What the task requires:
Extract each line of the records that contains the word "sidewalk", copying every such line in full.

Location identification items:
——————————

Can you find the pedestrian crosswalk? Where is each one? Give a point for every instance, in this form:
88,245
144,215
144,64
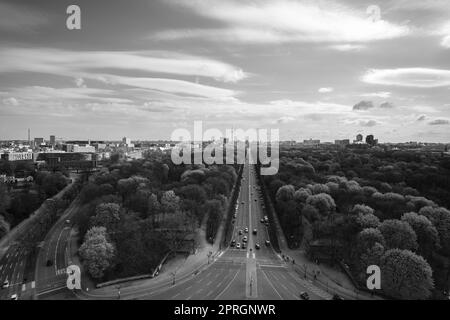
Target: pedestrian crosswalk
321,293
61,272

——————————

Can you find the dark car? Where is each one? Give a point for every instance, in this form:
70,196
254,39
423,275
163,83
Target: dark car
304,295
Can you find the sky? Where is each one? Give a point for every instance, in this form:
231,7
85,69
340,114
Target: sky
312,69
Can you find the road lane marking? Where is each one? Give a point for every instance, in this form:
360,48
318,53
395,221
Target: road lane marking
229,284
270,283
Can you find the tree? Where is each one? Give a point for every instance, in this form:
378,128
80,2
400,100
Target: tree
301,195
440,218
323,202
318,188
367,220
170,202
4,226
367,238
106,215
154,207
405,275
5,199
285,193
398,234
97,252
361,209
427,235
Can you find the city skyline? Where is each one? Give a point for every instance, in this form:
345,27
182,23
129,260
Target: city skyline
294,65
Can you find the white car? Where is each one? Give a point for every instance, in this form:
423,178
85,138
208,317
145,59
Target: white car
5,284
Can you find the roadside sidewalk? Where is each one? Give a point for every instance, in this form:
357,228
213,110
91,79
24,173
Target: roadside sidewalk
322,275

——————————

Response to this exercise:
Can you find the roadside sidewalk? Where is each one? Give a point for every instance, in this form:
Target: roadside sidewalk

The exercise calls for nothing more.